> [PAGE EXCERPT]:

I think I have Seasonal Bipolar Disorder. Not Seasonal Affective Disorder (Because I'm a terrible person, I find this acronym strangely hilarious... Because there's no need to rub it in. You already feel bad enough, but to have to say, "I have SAD", like you're some depressed lolcat).
No, I'm sure I have Seasonal Bipolar Disorder, a previously unclassified disease (
dibs mine mine I want the book deal I want it all!). It's an insidious disorder affecting billions this time of year (
or maybe I just don't want to be the only one). Characteristics are as follows:
- Subject may have a tendency to burst into carolling at completely inappropriate times (
i.e. job review. Or important business meeting. Hypothetically.)
- Within minutes, same subject may be found weeping hysterically at their computer, having just read a heartwrenching story about a Christmas kitten with no shiny bow around its neck and no home (
oh God it's so saaaaaaadddd!!! BWAAAaaaAAAA........ sniff).
- Later that day, subject may be found rifling through fridge for the leftover desserts from the previous day's staff party, shovelling goodies into their mouth at an impressive rate. (
To obesity, and beyond!).

> [EXTRACTED RECORDS]:

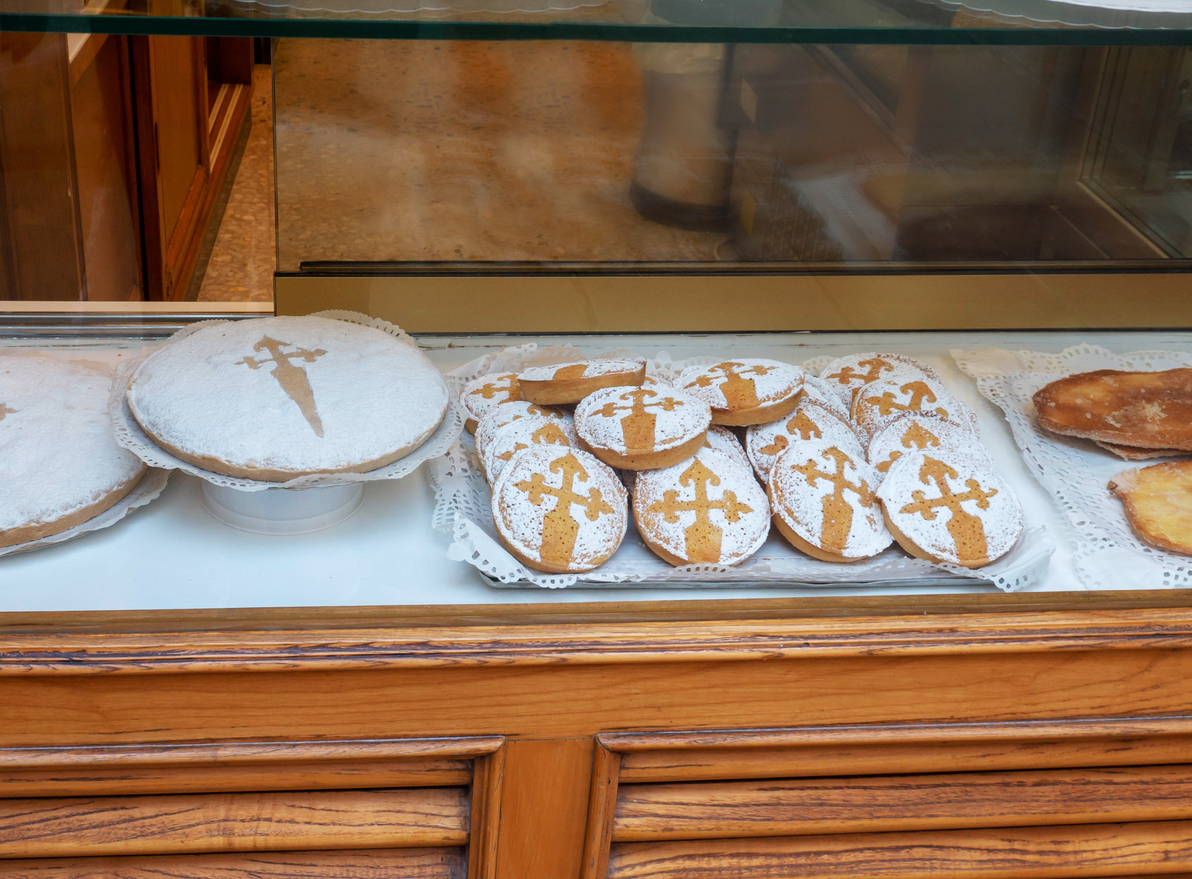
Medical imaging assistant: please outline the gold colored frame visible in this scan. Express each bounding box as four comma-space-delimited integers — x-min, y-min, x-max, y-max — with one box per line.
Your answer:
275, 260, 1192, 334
--
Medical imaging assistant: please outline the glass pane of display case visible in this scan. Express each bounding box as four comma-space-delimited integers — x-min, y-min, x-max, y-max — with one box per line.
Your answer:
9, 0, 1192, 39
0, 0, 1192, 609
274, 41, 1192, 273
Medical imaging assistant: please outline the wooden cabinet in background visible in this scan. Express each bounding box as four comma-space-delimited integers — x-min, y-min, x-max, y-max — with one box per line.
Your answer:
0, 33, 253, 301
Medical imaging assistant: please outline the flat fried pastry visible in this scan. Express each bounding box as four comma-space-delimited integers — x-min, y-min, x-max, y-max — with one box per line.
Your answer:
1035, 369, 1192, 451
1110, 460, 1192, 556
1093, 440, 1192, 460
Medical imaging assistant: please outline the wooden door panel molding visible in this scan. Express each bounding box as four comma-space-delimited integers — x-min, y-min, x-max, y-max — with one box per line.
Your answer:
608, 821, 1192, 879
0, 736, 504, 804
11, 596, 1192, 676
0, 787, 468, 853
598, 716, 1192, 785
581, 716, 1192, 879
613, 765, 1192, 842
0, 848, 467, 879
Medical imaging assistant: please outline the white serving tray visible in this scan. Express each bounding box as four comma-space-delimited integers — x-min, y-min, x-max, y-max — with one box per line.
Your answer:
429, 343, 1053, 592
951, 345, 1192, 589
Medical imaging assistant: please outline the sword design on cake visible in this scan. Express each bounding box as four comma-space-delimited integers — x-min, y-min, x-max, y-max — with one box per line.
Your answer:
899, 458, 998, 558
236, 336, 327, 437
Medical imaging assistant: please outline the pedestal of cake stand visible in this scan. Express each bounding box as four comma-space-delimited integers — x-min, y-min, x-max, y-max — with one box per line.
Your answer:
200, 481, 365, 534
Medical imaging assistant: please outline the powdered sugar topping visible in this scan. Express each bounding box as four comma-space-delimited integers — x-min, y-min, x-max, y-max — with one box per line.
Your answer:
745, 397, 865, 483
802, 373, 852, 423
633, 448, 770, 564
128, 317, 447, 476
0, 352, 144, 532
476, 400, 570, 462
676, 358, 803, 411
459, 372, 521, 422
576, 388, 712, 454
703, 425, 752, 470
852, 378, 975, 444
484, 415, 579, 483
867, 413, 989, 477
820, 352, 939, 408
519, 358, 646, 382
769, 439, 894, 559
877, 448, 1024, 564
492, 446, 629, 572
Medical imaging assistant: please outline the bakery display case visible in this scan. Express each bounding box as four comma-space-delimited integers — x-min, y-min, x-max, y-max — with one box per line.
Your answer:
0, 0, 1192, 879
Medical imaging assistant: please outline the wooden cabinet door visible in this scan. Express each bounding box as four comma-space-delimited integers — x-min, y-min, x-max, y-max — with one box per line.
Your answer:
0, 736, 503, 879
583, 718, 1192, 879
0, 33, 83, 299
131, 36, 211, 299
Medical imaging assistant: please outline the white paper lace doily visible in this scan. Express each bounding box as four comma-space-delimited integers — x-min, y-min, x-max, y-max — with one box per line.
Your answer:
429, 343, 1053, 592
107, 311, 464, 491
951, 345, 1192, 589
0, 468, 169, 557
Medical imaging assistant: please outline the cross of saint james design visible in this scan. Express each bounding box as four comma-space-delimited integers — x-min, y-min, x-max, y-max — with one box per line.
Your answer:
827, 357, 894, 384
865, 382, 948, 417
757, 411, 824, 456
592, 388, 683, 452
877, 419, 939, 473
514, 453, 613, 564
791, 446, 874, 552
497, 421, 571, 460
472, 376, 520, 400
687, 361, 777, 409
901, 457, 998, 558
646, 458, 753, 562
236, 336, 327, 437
==
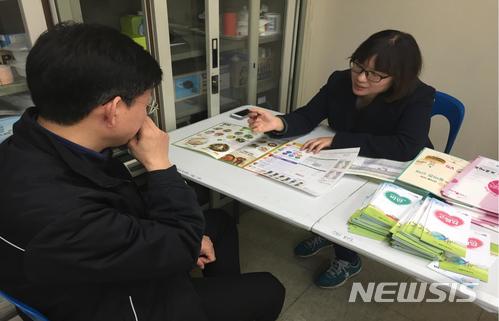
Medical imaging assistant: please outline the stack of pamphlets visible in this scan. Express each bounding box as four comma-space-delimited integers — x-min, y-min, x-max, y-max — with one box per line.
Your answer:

> [EXERCISE 1]: List each characteristic of the disorder that the post on Seasonal Bipolar Disorder sets out as a bullet point, one short line for each.
> [EXERCISE 2]:
Answer from the post on Seasonal Bipolar Disorder:
(a) Which acronym does the writer find strangely hilarious?
(b) What two things does the Christmas kitten in the story lack?
(c) Where did the leftover desserts come from?
> [EXERCISE 3]: Please write a continuation of the post on Seasonal Bipolar Disorder, picking up after its final line.
The rows play no part in what comes next.

> [TASK RESPONSE 1]:
- Bursting into carolling at completely inappropriate times
- Weeping hysterically at the computer over a heartwrenching story about a Christmas kitten
- Rifling through the fridge for leftover desserts and eating them at an impressive rate

> [TASK RESPONSE 2]:
(a) SAD, for Seasonal Affective Disorder.
(b) It has no shiny bow around its neck and no home.
(c) They were from the previous day's staff party.

> [TASK RESPONSE 3]:
- Subject will then feel fat. And rather ill (
note: the human body is just not meant to consume that many nanaimo bars).
- Subject will then go to the computer again for a good cry, whereupon subject will realize that it is now 5:00 and subject can go home.
- Subject will go home and watch "Elf" starring Will Ferrell. Subject will start to feel optimistic about the holidays again.
- Subject will repeat this cycle the following day.
Help me. Please help me. I... I don't want to eat nanaimo bars anymore... I think I may want salad. But I don't know how.
Um... Also... if you want to give generously to help me end Seasonal Bipolar Disorder, that would be fine. I would be okay with that. I think the treatment centre is in Bermuda. It will be grueling and tough but I know with your donations and support I can beat this thing. Cheques are fine.